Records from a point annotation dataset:
--- Start ---

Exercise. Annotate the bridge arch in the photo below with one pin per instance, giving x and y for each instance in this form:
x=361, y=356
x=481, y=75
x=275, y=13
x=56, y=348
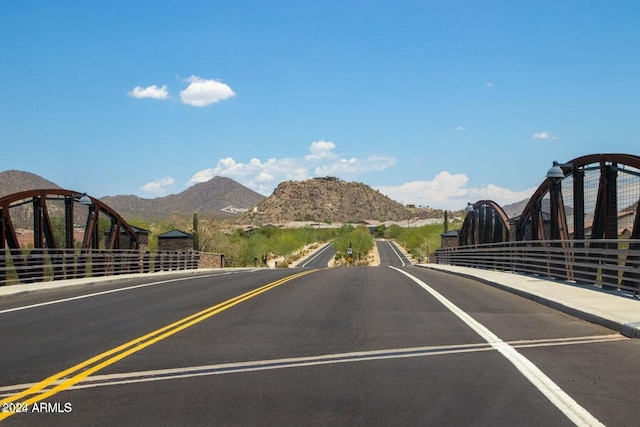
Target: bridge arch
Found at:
x=590, y=197
x=486, y=222
x=47, y=219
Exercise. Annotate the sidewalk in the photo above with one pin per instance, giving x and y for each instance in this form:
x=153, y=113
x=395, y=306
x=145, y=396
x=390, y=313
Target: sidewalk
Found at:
x=615, y=310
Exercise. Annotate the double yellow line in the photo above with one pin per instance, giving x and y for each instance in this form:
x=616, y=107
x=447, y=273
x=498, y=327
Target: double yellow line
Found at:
x=69, y=377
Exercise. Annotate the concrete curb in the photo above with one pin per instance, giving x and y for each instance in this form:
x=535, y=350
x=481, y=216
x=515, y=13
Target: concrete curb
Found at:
x=608, y=320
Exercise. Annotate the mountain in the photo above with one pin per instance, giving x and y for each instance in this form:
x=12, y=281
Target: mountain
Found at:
x=325, y=200
x=14, y=181
x=220, y=196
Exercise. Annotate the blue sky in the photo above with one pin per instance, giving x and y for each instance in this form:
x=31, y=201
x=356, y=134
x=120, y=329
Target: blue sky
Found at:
x=433, y=103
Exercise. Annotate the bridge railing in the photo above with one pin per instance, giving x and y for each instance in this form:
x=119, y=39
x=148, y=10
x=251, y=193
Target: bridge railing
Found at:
x=610, y=264
x=40, y=265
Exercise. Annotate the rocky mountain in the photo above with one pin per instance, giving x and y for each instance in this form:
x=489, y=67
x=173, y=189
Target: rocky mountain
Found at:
x=13, y=181
x=325, y=200
x=220, y=196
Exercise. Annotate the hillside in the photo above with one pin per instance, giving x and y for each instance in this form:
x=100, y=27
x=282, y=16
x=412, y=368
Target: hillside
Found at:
x=13, y=181
x=222, y=197
x=325, y=200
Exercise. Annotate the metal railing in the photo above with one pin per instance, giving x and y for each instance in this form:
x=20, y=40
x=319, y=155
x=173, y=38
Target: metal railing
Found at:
x=610, y=264
x=40, y=265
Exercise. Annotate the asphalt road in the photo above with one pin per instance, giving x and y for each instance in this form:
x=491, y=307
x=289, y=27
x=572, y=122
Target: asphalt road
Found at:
x=306, y=346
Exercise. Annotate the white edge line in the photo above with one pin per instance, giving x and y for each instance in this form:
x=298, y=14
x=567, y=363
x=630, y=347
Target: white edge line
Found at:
x=576, y=413
x=95, y=294
x=393, y=248
x=271, y=364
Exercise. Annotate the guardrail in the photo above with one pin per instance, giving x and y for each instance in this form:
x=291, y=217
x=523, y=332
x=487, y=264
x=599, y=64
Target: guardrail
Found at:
x=610, y=264
x=40, y=265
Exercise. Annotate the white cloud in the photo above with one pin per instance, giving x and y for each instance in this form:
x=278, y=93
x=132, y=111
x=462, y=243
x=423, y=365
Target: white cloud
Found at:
x=322, y=160
x=158, y=187
x=153, y=92
x=203, y=92
x=544, y=135
x=447, y=191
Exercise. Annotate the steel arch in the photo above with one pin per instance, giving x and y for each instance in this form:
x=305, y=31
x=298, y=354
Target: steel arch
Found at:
x=486, y=223
x=603, y=222
x=43, y=229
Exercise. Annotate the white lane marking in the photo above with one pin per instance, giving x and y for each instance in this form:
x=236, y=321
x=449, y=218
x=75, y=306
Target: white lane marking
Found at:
x=572, y=410
x=95, y=294
x=262, y=365
x=393, y=248
x=317, y=254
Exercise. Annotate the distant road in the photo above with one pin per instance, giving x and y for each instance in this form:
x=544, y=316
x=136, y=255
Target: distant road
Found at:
x=387, y=345
x=320, y=258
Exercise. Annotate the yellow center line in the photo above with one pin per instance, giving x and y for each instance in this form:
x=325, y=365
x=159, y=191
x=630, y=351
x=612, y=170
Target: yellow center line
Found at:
x=92, y=365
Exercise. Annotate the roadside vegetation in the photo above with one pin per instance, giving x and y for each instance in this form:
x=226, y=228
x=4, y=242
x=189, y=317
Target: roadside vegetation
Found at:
x=259, y=245
x=418, y=241
x=358, y=239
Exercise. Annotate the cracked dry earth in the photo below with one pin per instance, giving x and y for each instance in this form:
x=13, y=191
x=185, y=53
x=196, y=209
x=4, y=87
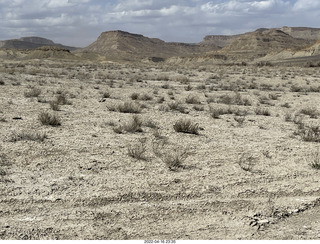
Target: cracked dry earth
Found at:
x=248, y=179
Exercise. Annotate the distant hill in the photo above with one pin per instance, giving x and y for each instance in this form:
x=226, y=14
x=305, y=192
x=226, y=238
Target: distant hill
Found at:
x=219, y=40
x=305, y=33
x=32, y=42
x=128, y=46
x=262, y=42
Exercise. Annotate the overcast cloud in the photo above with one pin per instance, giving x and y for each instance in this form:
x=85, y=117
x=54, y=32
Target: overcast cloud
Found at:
x=80, y=22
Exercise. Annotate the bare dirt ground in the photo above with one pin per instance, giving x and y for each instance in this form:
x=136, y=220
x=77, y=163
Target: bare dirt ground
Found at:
x=247, y=169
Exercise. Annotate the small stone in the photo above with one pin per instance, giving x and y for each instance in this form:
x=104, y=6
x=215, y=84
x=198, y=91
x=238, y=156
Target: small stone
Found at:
x=263, y=221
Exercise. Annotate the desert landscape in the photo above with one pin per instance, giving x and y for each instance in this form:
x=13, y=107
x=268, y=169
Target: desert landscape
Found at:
x=134, y=138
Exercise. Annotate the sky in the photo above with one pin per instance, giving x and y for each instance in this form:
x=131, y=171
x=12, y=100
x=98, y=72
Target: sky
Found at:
x=80, y=22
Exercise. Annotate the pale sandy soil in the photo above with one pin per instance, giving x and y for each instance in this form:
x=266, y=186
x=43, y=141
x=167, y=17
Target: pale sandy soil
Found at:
x=241, y=181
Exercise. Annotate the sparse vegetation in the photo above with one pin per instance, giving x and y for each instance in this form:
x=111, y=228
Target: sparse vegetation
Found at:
x=247, y=161
x=33, y=92
x=134, y=125
x=49, y=119
x=138, y=149
x=262, y=111
x=186, y=126
x=126, y=107
x=28, y=136
x=173, y=158
x=311, y=111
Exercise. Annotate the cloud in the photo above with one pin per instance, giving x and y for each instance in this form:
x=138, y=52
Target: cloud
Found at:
x=303, y=5
x=79, y=22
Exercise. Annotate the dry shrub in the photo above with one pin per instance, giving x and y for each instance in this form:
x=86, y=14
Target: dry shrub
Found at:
x=172, y=157
x=34, y=92
x=192, y=99
x=127, y=107
x=132, y=126
x=28, y=136
x=186, y=126
x=138, y=150
x=49, y=119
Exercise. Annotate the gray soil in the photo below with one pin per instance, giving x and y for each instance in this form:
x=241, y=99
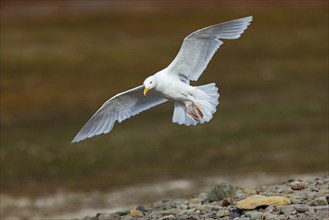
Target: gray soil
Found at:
x=308, y=200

--- End ---

#### Your objective
Copy the records above word for word, starting at the very beginning and ending with the line that contains "x=69, y=377", and leave the pictures out.

#### Exercise result
Exercise. Annotate the bridge arch in the photo below with one pin per instance, giving x and y for each instance in this form:
x=361, y=356
x=481, y=75
x=275, y=13
x=56, y=348
Target: bridge arch
Found at:
x=590, y=197
x=486, y=222
x=47, y=219
Exercise. Annotate the sidewalk in the photo above with one pin per instance, giving x and y for each instance in this form:
x=153, y=113
x=395, y=306
x=145, y=396
x=390, y=313
Target: sidewalk
Found at:
x=615, y=310
Exercise. Annotate the double yellow line in the photo above with one pin per instance, giving x and y for each instance in this form:
x=616, y=107
x=447, y=273
x=498, y=327
Target: double yellow line
Found at:
x=69, y=377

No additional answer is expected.